== Written task ==
Change "separate parts" to "disjoint pieces" in the records below, from the line with "[segment] green foliage;" up to and including the line with "[[[167,66],[179,66],[180,46],[173,47],[162,54],[162,65]]]". Give only those lines, with everything else left as is.

== Extracted entries ==
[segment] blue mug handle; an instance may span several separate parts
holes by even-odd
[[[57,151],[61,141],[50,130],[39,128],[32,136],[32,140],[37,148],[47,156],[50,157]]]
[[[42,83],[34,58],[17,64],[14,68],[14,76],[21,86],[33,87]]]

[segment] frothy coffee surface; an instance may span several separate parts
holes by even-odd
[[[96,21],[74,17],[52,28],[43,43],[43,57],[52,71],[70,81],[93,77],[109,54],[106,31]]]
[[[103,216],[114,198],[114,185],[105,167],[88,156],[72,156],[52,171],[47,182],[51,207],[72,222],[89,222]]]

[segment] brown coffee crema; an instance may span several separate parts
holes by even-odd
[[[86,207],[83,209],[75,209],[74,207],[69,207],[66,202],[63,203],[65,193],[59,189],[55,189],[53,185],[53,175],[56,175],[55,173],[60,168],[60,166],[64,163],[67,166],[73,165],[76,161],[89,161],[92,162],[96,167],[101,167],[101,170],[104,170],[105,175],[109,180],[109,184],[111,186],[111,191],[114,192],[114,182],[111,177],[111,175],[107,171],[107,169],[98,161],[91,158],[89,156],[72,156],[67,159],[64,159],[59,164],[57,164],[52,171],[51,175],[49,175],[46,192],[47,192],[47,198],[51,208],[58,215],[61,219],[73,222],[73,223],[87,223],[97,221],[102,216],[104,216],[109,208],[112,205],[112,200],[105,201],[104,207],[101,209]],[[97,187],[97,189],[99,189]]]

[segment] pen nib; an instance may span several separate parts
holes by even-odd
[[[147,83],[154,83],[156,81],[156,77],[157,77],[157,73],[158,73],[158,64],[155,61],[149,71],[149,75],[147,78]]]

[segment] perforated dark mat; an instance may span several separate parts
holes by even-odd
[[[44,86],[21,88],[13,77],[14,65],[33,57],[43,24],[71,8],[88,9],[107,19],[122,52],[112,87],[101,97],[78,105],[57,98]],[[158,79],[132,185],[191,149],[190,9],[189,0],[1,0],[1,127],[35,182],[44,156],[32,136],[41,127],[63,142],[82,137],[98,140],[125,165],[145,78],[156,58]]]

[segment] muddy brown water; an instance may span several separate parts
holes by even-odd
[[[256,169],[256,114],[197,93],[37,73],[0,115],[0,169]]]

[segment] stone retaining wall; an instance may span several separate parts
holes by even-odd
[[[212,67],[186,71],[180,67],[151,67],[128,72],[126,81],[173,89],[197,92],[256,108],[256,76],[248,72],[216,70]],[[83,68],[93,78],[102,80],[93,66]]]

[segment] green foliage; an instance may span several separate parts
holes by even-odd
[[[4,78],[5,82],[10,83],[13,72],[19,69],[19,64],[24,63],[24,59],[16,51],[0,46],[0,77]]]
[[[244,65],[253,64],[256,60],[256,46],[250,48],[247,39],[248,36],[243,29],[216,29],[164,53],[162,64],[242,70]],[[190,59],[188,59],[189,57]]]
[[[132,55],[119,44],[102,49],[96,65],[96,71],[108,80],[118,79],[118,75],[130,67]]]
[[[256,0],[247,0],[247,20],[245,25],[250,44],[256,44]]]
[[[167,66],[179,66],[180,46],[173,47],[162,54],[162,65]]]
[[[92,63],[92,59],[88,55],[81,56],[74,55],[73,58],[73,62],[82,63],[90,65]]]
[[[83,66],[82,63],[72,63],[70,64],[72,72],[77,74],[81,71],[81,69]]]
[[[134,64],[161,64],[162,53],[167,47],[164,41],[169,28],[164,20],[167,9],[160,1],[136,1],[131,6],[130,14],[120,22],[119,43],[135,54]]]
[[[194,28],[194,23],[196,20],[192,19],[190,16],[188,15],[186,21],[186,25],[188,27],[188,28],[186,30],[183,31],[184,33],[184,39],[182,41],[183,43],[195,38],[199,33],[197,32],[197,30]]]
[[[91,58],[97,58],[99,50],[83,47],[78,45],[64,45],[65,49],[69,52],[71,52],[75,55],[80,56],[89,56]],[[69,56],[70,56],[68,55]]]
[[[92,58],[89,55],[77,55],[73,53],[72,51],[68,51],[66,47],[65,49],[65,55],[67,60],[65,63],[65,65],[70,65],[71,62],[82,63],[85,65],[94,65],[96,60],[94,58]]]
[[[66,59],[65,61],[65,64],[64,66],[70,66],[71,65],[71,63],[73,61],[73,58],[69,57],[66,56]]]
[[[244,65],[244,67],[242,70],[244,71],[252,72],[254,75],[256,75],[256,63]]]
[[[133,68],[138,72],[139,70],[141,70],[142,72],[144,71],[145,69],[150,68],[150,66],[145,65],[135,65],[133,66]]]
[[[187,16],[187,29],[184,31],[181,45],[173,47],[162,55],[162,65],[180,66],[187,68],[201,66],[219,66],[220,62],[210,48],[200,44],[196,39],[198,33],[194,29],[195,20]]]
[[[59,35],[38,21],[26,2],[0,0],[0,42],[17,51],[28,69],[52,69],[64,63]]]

== Problem solution ==
[segment] green foliage; an instance may span several disjoint pieces
holes by even-odd
[[[4,78],[5,82],[10,83],[13,72],[19,69],[19,64],[24,63],[24,59],[16,51],[0,46],[0,77]]]
[[[244,65],[253,64],[256,60],[256,46],[250,48],[247,39],[248,36],[243,29],[216,29],[164,53],[162,64],[242,70]],[[190,59],[188,59],[189,57]]]
[[[132,55],[119,44],[102,49],[96,65],[96,71],[108,80],[118,79],[118,75],[130,67]]]
[[[256,0],[247,0],[247,20],[245,25],[250,44],[256,44]]]
[[[167,66],[179,66],[180,46],[173,47],[162,54],[162,65]]]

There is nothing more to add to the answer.